═════ Supplied records

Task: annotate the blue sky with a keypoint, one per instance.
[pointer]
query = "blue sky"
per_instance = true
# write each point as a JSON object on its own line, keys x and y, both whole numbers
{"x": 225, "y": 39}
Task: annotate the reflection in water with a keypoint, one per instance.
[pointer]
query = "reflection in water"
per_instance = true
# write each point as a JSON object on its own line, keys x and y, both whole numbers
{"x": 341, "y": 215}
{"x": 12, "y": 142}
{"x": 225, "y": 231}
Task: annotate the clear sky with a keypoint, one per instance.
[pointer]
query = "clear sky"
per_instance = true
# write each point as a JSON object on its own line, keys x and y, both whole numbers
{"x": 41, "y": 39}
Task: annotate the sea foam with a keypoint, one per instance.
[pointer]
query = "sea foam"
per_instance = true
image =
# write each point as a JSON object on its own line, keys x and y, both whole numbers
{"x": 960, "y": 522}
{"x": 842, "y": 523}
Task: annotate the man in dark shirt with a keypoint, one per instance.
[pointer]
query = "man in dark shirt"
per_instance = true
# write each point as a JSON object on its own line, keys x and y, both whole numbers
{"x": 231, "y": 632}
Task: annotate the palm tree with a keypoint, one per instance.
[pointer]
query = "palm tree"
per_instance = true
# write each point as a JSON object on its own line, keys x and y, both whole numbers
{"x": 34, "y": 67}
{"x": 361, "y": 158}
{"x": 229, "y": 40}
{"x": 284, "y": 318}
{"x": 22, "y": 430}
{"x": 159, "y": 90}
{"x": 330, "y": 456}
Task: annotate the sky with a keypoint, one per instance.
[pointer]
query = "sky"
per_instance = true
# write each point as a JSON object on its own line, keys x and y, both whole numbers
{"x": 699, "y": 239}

══════════

▸ **Task**
Can you give the stretch of material from the line containing "Task: annotate the man" through the end as a Markdown table with the columns Row and Line, numbering each line and leaving out blank ones?

▸ **Output for this exercise**
| Row | Line |
|---|---|
| 1 | Task: annotate the man in dark shirt with a keypoint, one per instance. |
| 2 | [pointer] |
| 3 | query = "man in dark shirt" |
| 4 | per_instance = true |
| 5 | # write each point as a JSON object on its own line, keys x and y, both whole numbers |
| 6 | {"x": 231, "y": 632} |
| 7 | Task: annotate the palm tree with a keypoint, one per instance. |
| 8 | [pointer] |
| 9 | query = "palm tree" |
| 10 | per_instance = true |
| 11 | # write each point as a JSON object on its own line, keys x and y, both whole numbers |
| 12 | {"x": 34, "y": 67} |
| 13 | {"x": 361, "y": 158} |
| 14 | {"x": 229, "y": 40} |
| 15 | {"x": 284, "y": 318} |
| 16 | {"x": 22, "y": 430} |
| 17 | {"x": 159, "y": 90} |
| 18 | {"x": 330, "y": 456} |
| 19 | Task: annotate the sky with a keypoint, one per instance. |
| 20 | [pointer] |
| 21 | query = "sky" |
| 22 | per_instance = true |
| 23 | # write each point as a JSON object on its own line, keys x and y, both whole numbers |
| 24 | {"x": 699, "y": 239} |